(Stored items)
════════════════

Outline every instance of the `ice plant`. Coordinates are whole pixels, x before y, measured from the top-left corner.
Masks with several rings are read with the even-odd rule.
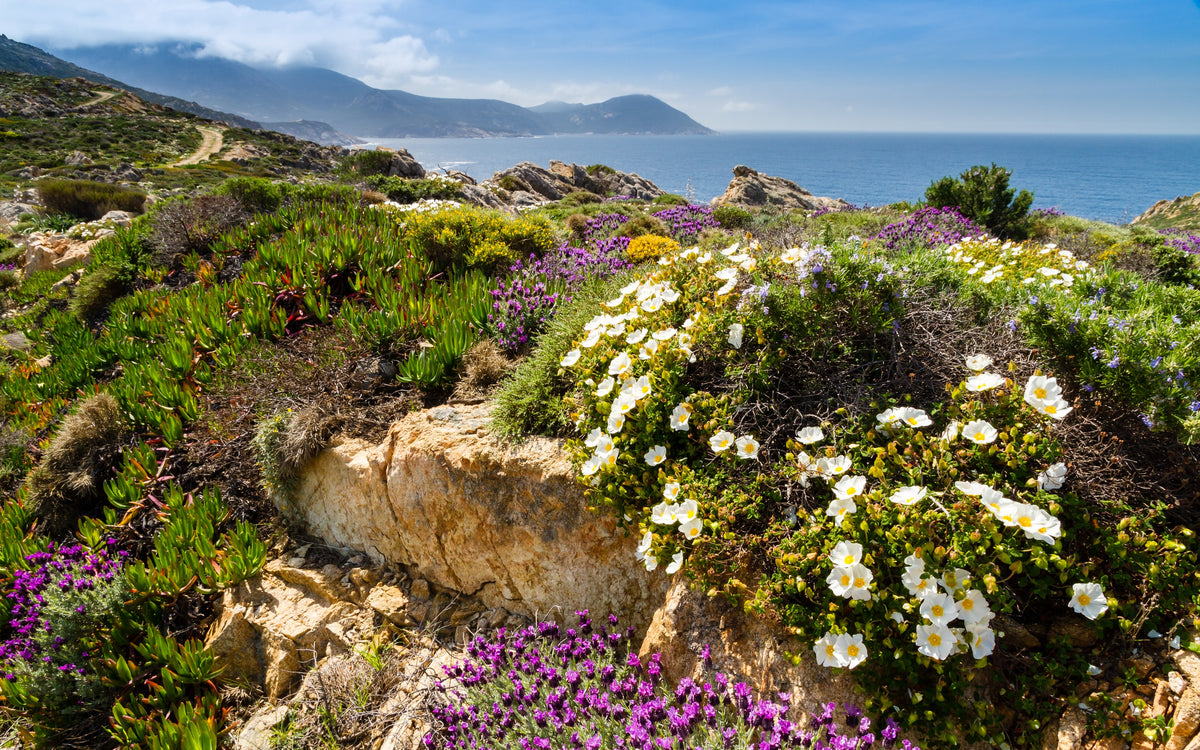
[[[1076,583],[1071,586],[1071,609],[1095,620],[1108,609],[1108,599],[1098,583]]]

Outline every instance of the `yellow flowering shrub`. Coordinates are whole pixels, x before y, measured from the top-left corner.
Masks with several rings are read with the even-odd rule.
[[[648,260],[658,260],[667,253],[679,249],[679,243],[669,237],[659,237],[656,234],[643,234],[634,237],[625,248],[625,255],[634,263],[644,263]]]
[[[392,209],[409,241],[434,264],[502,271],[557,244],[554,227],[540,216],[512,217],[473,206],[435,205],[433,210]]]

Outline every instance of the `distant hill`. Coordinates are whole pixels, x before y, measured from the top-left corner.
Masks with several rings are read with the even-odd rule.
[[[197,57],[196,48],[130,45],[63,50],[80,65],[135,86],[194,99],[260,122],[318,120],[360,137],[520,136],[556,133],[708,134],[653,96],[599,104],[520,107],[495,99],[445,99],[376,89],[325,68],[264,70]],[[274,125],[273,125],[274,126]]]
[[[1131,223],[1154,229],[1200,229],[1200,193],[1161,200]]]

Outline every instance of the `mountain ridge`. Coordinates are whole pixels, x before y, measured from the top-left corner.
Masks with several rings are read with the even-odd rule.
[[[198,57],[186,45],[60,50],[79,65],[133,85],[195,99],[258,122],[316,120],[363,138],[531,136],[568,133],[711,134],[646,94],[595,104],[521,107],[498,99],[454,99],[376,89],[327,68],[254,68]]]

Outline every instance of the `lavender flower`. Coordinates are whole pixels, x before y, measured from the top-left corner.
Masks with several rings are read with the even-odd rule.
[[[888,250],[896,250],[913,244],[923,247],[952,245],[986,233],[957,208],[949,206],[914,211],[907,218],[888,224],[871,239],[882,240]]]

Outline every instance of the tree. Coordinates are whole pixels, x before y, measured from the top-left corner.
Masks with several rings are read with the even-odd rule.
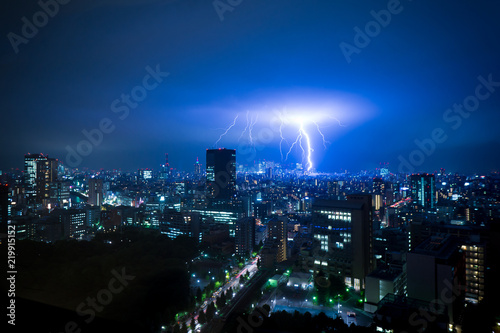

════════════════

(Task objective):
Repeat the data above word for word, without pictures.

(Reply):
Outline every instance of the `ice plant`. Coordinates are whole pixels, x before y, measured from the top-left corner.
Masks with several rings are read with the even-odd rule.
[[[1076,583],[1071,586],[1071,609],[1095,620],[1108,609],[1108,599],[1098,583]]]

Outline every instance of the `yellow flowering shrub`. Coordinates are whole pixels, x before y, measured from the top-left corner.
Masks with several rings are read with the even-odd rule.
[[[648,260],[658,260],[667,253],[679,249],[679,243],[669,237],[659,237],[656,234],[643,234],[634,237],[625,248],[625,255],[634,263],[644,263]]]
[[[392,209],[409,241],[434,264],[502,271],[557,244],[554,227],[540,216],[512,217],[473,206],[435,205],[433,210]]]

Outline every instance of the `distant hill`. Coordinates are whole pixels, x before y, measured from the top-left corner.
Masks with several rings are read with the even-odd rule.
[[[197,57],[196,48],[130,45],[63,50],[80,65],[135,86],[194,99],[260,122],[318,120],[360,137],[520,136],[556,133],[708,134],[653,96],[599,104],[520,107],[495,99],[445,99],[376,89],[325,68],[264,70]],[[274,125],[273,125],[274,126]]]
[[[1131,223],[1154,229],[1200,229],[1200,193],[1161,200]]]

Outline every instance of the `mountain ridge`. Coordinates are whole pixels, x before y, measured from the top-left corner.
Masks with several rings are read with the even-odd rule.
[[[198,57],[186,45],[60,50],[79,65],[133,85],[195,99],[258,122],[316,120],[363,138],[531,136],[568,133],[711,134],[646,94],[595,104],[521,107],[498,99],[454,99],[376,89],[327,68],[254,68]]]

Outline every instance of the `lavender flower`. Coordinates are whole pixels, x before y, measured from the top-left corner.
Masks with several rings are read with the even-odd rule.
[[[888,250],[896,250],[913,244],[923,247],[952,245],[986,233],[957,208],[949,206],[914,211],[907,218],[888,224],[871,239],[882,240]]]

Outline every instance of the tree. Coordinates are whole pixels, x before y, measured from the top-left corner.
Masks with several rings are read with the even-odd rule.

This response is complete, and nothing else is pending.